Shyrley Pimenta*

O acaso surpreende os incautos. Pode torná-los neuróticos. E a neurose impede a descoberta do sentido da vida, da existência. Não à toa a Psicanálise nos propõe buscar o próprio desejo, independentemente das interferências, dos obstáculos que nossa trajetória pessoal registrou, por conta, principalmente, de uma mãe, de um pai, de uma família insuficientemente bons.
Por não ter tido um começo de vida que facilitasse o seu amadurecimento pessoal, segundo D. W. Winnicott, o neurótico se perde em meio às banalidades e tropeços da vida. E, por insegurança, medo, ou qualquer outra amarra psicológica, tende a se afastar de tudo o que é importante e conta: o jardim, com sua beleza efêmera e sagrada, a música e a poesia, que são perfeitas, iluminam nosso espírito e o enchem de graça, antes de morrerem.

» **Objetivo da tarefa**
No texto sobre a neurose, o que a Psicanálise nos propõe buscar? Os registros foram tirados de outra fonte, sem relação com o texto.

» **Registros extraídos**
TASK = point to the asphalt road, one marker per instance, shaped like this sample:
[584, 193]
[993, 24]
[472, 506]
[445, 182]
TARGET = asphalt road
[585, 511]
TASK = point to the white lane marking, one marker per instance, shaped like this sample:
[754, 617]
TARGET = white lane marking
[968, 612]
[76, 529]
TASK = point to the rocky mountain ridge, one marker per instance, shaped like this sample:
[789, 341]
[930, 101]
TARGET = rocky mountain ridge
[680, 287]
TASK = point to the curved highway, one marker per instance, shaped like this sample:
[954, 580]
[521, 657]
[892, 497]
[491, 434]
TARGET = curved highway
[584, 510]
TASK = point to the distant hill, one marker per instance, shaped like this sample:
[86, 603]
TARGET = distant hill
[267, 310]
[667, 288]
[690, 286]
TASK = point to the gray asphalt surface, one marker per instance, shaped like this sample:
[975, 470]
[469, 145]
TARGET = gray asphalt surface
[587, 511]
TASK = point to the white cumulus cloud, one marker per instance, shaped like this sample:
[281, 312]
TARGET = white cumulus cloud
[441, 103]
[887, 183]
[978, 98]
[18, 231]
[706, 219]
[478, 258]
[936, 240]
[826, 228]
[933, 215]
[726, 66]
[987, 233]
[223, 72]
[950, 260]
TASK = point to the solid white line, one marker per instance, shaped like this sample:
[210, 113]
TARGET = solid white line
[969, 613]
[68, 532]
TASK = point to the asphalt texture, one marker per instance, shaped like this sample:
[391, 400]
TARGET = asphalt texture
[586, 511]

» **Resposta à tarefa**
O próprio desejo, independentemente das interferências e dos obstáculos que nossa trajetória pessoal registrou.